Edit the items below by replacing each "locomotive" with "engine", and give all the lines again with nothing else changed.

START DATA SHOWN

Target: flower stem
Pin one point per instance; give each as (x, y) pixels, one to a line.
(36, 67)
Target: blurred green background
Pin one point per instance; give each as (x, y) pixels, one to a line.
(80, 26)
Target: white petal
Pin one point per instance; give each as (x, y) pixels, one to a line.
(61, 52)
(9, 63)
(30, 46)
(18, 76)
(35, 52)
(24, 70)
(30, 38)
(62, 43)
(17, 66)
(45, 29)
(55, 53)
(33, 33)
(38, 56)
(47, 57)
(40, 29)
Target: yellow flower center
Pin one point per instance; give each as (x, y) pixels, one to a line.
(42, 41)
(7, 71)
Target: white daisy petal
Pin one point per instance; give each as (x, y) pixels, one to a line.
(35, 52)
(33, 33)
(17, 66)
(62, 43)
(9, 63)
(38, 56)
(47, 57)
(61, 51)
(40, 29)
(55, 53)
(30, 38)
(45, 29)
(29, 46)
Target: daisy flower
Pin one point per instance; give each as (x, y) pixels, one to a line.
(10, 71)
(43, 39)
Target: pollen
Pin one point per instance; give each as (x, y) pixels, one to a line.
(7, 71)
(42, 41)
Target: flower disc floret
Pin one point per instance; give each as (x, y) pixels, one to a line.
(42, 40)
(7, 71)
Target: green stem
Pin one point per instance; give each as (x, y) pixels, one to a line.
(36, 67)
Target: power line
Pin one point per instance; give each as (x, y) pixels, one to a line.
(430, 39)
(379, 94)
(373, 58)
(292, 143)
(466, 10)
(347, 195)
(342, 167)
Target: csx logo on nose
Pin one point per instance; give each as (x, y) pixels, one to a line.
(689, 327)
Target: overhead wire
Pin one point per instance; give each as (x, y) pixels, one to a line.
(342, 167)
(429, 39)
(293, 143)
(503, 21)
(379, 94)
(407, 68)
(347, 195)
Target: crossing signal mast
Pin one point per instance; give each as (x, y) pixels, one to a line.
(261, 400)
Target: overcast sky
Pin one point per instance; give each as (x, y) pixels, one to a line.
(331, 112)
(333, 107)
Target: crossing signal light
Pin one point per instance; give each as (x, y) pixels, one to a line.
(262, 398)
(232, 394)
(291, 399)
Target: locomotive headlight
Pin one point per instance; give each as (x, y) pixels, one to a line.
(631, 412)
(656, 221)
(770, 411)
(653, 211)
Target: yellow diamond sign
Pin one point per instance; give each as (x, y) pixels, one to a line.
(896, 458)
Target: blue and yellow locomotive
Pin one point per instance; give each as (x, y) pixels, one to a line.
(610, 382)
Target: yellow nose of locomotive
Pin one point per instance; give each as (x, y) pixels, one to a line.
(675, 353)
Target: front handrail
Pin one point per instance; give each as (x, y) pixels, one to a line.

END DATA SHOWN

### THE COMPLETED TASK:
Target: flower stem
Pin one point per instance; give each as (x, y) pixels, one to a line.
(36, 67)
Target: blurred green background
Pin one point per instance; give each as (x, y) pixels, one to a line.
(80, 26)
Target: white petal
Pin one point per instance; give each as (x, y) pixels, one to a line.
(61, 52)
(9, 63)
(30, 46)
(18, 76)
(35, 52)
(24, 70)
(30, 38)
(62, 43)
(17, 66)
(45, 29)
(55, 53)
(33, 33)
(38, 56)
(47, 57)
(40, 29)
Target: yellow flower center
Pin one point per instance; give each as (x, y) pixels, one to a line.
(42, 41)
(7, 71)
Target: white daisy petal
Pin one point per instance; give each as (x, y) pixels, one to a line.
(35, 52)
(33, 33)
(17, 66)
(62, 43)
(9, 63)
(38, 56)
(47, 57)
(61, 51)
(40, 29)
(55, 53)
(30, 38)
(45, 29)
(29, 46)
Target: daisy flower
Pin one point per instance; give each as (x, y) pixels, one to a line.
(10, 71)
(43, 39)
Target: pollen
Pin one point per instance; give each as (x, y) pixels, one to a line.
(7, 71)
(42, 41)
Target: flower disc floret
Pin one point per instance; give each as (x, y) pixels, one to a line.
(42, 40)
(7, 71)
Target: green stem
Pin one point per instance; give each as (x, y) pixels, one to a line.
(36, 67)
Target: power line
Pin one point per instance; give each as (x, y) pixels, one to a line.
(430, 39)
(379, 94)
(373, 58)
(292, 143)
(466, 10)
(347, 195)
(342, 167)
Target: csx logo on nose
Pin one point per instance; give each as (x, y) pixels, one to a line.
(689, 327)
Target: overhead wire
Pin one point per instance; give each as (x, y) pixels, one to a line.
(342, 167)
(429, 39)
(293, 143)
(503, 21)
(379, 94)
(407, 68)
(347, 195)
Target: crossing signal mast
Pin one point per instance; give each as (x, y) pixels, one to a line.
(261, 400)
Target: overcast sky
Pin one point per instance; give each as (x, y) pixels, one to a line.
(331, 112)
(333, 107)
Target: crossing signal light
Pin one point per instance; give each as (x, y) pixels, one to a line.
(262, 398)
(232, 394)
(291, 399)
Target: engine headlight
Pin one point per instance; give each as (x, y) pixels, one to a line.
(631, 412)
(656, 221)
(770, 411)
(653, 211)
Target: yellow diamond sign
Pin one point per instance; give each as (x, y) pixels, one to a line.
(896, 458)
Target: blue and yellow engine
Pin one point per instance; give each as (x, y) pixels, one to a line.
(610, 382)
Target: yellow nose of engine
Pin one point per instance; give each as (x, y) pixels, one to a line.
(675, 353)
Target: front handrail
Pin one point per instance; give each as (x, y) pixels, one to a line.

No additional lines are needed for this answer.